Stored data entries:
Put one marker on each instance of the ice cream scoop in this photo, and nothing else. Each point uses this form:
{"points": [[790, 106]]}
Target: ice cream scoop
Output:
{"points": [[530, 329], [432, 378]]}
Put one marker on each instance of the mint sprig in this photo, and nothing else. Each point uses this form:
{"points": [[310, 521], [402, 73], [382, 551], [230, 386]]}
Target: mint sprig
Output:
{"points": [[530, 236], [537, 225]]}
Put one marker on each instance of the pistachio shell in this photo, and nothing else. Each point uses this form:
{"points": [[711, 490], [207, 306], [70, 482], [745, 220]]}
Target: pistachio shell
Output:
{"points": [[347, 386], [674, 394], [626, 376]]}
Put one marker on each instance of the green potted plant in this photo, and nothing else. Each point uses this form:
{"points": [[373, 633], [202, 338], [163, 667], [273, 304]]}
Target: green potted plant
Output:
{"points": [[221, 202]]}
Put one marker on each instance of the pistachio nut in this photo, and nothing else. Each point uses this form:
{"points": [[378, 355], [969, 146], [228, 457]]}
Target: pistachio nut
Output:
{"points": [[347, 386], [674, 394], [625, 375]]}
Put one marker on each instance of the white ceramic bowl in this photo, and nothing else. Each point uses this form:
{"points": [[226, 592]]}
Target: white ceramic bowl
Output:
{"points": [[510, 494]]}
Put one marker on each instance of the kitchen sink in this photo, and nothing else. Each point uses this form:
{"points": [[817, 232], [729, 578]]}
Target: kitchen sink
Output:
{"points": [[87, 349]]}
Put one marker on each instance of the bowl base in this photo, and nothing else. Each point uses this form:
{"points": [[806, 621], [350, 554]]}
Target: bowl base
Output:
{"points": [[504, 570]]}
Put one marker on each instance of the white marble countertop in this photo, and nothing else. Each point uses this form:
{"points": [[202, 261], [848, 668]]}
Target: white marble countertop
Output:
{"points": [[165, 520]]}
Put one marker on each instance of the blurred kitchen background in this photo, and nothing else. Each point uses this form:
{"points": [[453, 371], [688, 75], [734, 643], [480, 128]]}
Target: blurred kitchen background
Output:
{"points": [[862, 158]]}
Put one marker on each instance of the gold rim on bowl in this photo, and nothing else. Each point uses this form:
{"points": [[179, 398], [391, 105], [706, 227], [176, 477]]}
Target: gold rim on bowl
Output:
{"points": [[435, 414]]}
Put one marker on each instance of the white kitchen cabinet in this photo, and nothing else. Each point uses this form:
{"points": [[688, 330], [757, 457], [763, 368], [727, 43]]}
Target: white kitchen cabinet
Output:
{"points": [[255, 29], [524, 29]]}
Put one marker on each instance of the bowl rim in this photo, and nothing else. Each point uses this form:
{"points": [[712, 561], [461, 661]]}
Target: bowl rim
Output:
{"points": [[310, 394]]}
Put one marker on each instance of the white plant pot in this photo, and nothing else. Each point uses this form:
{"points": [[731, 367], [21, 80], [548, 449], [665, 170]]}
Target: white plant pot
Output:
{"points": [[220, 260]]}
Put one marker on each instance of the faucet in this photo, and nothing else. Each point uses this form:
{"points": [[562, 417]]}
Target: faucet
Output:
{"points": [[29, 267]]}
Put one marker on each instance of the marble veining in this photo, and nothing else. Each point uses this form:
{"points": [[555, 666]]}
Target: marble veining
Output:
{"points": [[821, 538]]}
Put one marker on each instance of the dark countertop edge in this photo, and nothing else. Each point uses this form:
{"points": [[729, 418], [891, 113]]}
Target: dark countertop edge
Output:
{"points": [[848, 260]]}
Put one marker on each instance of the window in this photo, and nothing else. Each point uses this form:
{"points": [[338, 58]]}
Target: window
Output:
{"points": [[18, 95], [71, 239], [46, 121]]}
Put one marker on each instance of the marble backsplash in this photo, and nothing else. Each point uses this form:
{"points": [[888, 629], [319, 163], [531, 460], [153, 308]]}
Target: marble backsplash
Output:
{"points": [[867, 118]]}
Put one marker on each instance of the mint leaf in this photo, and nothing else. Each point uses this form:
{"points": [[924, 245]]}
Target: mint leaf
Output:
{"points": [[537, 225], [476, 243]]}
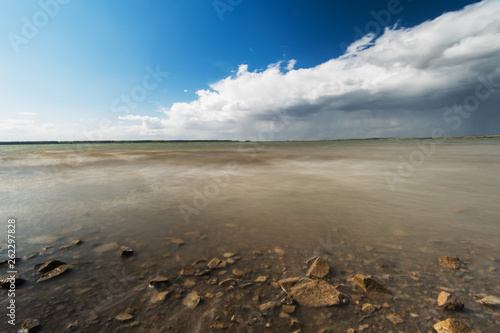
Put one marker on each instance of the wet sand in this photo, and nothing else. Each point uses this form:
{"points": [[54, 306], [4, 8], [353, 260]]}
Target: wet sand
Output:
{"points": [[275, 205]]}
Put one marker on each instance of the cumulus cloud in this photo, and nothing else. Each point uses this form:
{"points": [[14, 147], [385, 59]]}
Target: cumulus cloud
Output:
{"points": [[398, 84]]}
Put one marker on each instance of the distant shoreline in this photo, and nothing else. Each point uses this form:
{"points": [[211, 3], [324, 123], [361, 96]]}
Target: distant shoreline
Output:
{"points": [[227, 141]]}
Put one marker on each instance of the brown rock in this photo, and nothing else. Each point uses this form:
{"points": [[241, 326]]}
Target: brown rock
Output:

### Stated exercise
Each entry above is to be written out again unchanged, apart from the pictures, which are left out.

### Output
Put one marker on each instance of the ice cream scoop in this photo, and nothing else. Each point uses this form:
{"points": [[790, 106]]}
Target: ice cream scoop
Output:
{"points": [[530, 329], [432, 378]]}
Put one marker on each instance of the mint sprig in this photo, and nothing else. Each point uses this form:
{"points": [[310, 521], [402, 73], [382, 551], [230, 386]]}
Target: mint sprig
Output:
{"points": [[530, 236], [537, 225]]}
Put one marker on each instance of the pistachio shell in this photo, and nothing else. Each point uses this form:
{"points": [[711, 490], [207, 306], [70, 482], [745, 220]]}
Target: pistachio shell
Output:
{"points": [[347, 386], [674, 394], [626, 376]]}
Put one marker on each instance of the green potted plant in this photo, and nothing else. Each point uses this form:
{"points": [[373, 633], [202, 338], [163, 667], [273, 304]]}
Target: green potted plant
Output:
{"points": [[221, 202]]}
Put one marker on each instance of the pistachio nut in this photo, and nothing else. Each point uses this form:
{"points": [[378, 355], [969, 146], [228, 457]]}
Target: pistachio nut
Output:
{"points": [[347, 386], [674, 394], [625, 375]]}
Put one marker on each instance of the white ceramic bowl in this photo, and nothing else. Each point uses this form:
{"points": [[226, 592]]}
Target: white ceramic bowl
Output:
{"points": [[510, 494]]}
Put one marker on each instance of the kitchen sink in this photo, and nothing else. Each point uses this form:
{"points": [[817, 232], [729, 578]]}
Target: kitchen sink
Output:
{"points": [[87, 349]]}
Put one marker on each instance of the bowl base in this photo, and nothing else. Each point uses this form:
{"points": [[806, 621], [350, 554]]}
Target: bowl base
Output:
{"points": [[504, 570]]}
Put one marker on each instance of the white marble countertop in this photo, and nothing else. Each point uses this form:
{"points": [[202, 261], [848, 668]]}
Target: white marble countertop
Output:
{"points": [[165, 520]]}
Put one marker on each instance of the blurred kitchen background in this photo, and nothing else. Each point uses this form:
{"points": [[453, 371], [688, 75], [734, 643], [480, 128]]}
Target: blurred kitchen background
Output:
{"points": [[862, 158]]}
Put one marker on each instance of the gold rim on bowl in this photo, and nothing else. Each point uses this form:
{"points": [[179, 398], [391, 105], [706, 227], [176, 477]]}
Target: gold rim on bowl
Output:
{"points": [[435, 414]]}
Put one marker on each instance of the white kitchen cabinet in this photo, and nothing else. Each point uses this form:
{"points": [[688, 330], [757, 457], [763, 368], [727, 43]]}
Target: white kitchen cabinet
Output:
{"points": [[255, 29], [524, 29]]}
Put one marker on each instance of the bowl rim in this photo, and nothing else. Each point uses this form:
{"points": [[712, 561], [461, 661]]}
Target: bowl rim
Output:
{"points": [[310, 394]]}
Put one marker on each instance of the white plant pot in this photo, and nothing else. Each point uses this form:
{"points": [[731, 367], [21, 80], [548, 449], [665, 170]]}
Target: white plant pot
Output:
{"points": [[220, 260]]}
Put one marker on each instance of the faucet in this photo, and nothing else. Each point uses this form:
{"points": [[562, 417]]}
Target: faucet
Output:
{"points": [[29, 267]]}
Put one marker on each instance of the marble veining in this photo, and nothing else. Each point uses this form:
{"points": [[555, 666]]}
Target: marble veining
Output:
{"points": [[821, 538]]}
Put one marker on each instance of the dark countertop edge in this photo, and nothing else. Each point uses this form:
{"points": [[729, 418], [891, 113]]}
Target: dark countertop edge
Output:
{"points": [[848, 260]]}
Put one marker on each instance of the window in this photo, and nothing else. Each point uses this form:
{"points": [[338, 58]]}
Target: window
Output:
{"points": [[18, 95], [71, 239], [46, 121]]}
Put one marker on each instance of the marble backsplash in this photo, and nothing else. Each point uses this form:
{"points": [[888, 629], [319, 163], [531, 460], [153, 308]]}
Target: marble backsplash
Output:
{"points": [[867, 118]]}
Put one marker on each instance of the mint leaf in this photo, and nothing else. Each point uses this form:
{"points": [[924, 245]]}
Target: mint leaf
Output:
{"points": [[537, 225], [476, 243]]}
Put one marker on each instance of the wet sand in this photo, and nothing else. Each point uses this form:
{"points": [[54, 306], [4, 8], [353, 260]]}
Target: wet sand
Output:
{"points": [[275, 205]]}
Put one marker on each instance of the cumulus cloud in this photo, and nothing else. Each point uses this form:
{"points": [[14, 147], [385, 59]]}
Target: cumulus cloud
Output:
{"points": [[398, 84]]}
Put one marker on each instance of the distant shoreline in this photo, and nothing else. Each point uses this form:
{"points": [[211, 3], [324, 123], [361, 96]]}
Target: distant shoreline
Output:
{"points": [[227, 141]]}
Put one marker on each instance of the brown rock in this photo, and nothing else. Each point uses this form:
{"points": [[241, 326]]}
Target: brown rock
Output:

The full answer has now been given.